## RECORDS SUPPLIED
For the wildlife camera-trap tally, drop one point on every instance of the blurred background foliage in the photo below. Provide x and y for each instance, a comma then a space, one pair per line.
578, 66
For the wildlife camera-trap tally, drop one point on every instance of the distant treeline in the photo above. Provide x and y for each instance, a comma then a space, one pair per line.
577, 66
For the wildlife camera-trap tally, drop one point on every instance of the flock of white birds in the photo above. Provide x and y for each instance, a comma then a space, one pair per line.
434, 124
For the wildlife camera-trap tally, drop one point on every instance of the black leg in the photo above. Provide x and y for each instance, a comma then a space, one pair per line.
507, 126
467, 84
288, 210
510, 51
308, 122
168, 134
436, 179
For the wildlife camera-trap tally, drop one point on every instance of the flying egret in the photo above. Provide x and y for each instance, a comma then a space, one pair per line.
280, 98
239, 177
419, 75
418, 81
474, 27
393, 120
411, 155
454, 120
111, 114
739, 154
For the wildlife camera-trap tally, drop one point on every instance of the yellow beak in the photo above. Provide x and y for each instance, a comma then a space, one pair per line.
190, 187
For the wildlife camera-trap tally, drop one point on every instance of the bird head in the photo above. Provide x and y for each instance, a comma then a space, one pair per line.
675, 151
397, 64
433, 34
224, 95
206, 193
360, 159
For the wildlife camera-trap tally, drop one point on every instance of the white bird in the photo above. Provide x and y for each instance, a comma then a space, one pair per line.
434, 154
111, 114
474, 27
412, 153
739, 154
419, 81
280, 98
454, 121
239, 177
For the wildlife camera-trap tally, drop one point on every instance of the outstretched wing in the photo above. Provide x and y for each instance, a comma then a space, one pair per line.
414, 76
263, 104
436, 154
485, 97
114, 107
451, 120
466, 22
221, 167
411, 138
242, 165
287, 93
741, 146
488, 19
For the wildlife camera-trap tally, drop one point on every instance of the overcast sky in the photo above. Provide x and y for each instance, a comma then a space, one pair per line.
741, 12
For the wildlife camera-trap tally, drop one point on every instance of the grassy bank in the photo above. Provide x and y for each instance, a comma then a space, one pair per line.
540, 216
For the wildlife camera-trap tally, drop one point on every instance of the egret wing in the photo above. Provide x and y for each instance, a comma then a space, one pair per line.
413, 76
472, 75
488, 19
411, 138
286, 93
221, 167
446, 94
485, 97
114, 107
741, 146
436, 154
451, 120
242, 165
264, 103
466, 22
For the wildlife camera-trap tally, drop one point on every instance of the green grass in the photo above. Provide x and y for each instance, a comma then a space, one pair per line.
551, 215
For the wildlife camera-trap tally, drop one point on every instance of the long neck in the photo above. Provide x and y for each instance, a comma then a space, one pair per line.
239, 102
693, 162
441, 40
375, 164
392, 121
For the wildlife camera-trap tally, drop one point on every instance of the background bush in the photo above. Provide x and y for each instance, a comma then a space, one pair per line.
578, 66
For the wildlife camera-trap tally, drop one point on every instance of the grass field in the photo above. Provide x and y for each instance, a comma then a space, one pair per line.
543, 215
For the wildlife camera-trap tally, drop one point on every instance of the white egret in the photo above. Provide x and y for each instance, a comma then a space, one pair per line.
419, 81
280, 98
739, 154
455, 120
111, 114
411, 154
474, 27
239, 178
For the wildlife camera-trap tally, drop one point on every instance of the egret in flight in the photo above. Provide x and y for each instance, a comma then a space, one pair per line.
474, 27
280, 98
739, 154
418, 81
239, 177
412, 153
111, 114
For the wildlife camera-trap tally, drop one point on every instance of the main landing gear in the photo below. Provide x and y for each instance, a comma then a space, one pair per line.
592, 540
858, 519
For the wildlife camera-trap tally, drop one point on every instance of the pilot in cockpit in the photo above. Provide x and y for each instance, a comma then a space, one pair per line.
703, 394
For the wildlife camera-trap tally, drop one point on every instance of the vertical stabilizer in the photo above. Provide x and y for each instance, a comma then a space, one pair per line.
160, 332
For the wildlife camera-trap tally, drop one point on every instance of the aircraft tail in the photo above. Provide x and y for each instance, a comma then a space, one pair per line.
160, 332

## PROBLEM DESCRIPTION
Copy, character for character, the lines from the line that holds "of the background" through the final line of the records above.

## FINISHED ANSWER
For the wildlife camera-trap tally, drop one point on every instance of the background bush in the photo above. Provide x and y for each instance, a comma then a space, one pair per line.
578, 66
For the wildlife camera-trap tally, drop one point on every instance of the grass field in the photo above. Provide x and y for each instance, a comma then a space, one pair per line.
543, 215
For the wildlife camera-trap tally, drop one point on every instance of the white egret in the photo above. Provide x and y for each instance, a comma then a space, one pair per line.
419, 81
280, 98
739, 154
455, 120
111, 114
411, 154
474, 27
239, 178
For the wildlife camera-trap tally, drop one point on every instance of the egret in flight in the photo above. Provide x and y for each instance, a comma then a space, one pair per line.
474, 27
280, 98
739, 154
418, 81
239, 177
412, 153
111, 114
For the wildlife camera-trap tally, drop one point on every instance of the main landing gear in the photo below. Provide x and y for each instance, a comma then a space, one pair per line.
592, 540
858, 519
For the wildlife camera-trap tally, drop one point on every instance of the pilot in cockpit in the photo above. Provide x and y for each instance, a comma then a space, one pair per line.
703, 394
For the wildlife camera-trap tally, drop one point on every instance of the vertical stabilizer in the photo above. Provide x and y for each instance, a comma then a space, one pair per line.
160, 332
For the wildlife camera-trap tally, drop one point on every instance of the aircraft tail in the photo above. Provide x and y for each instance, a comma then a space, one pair per line.
160, 332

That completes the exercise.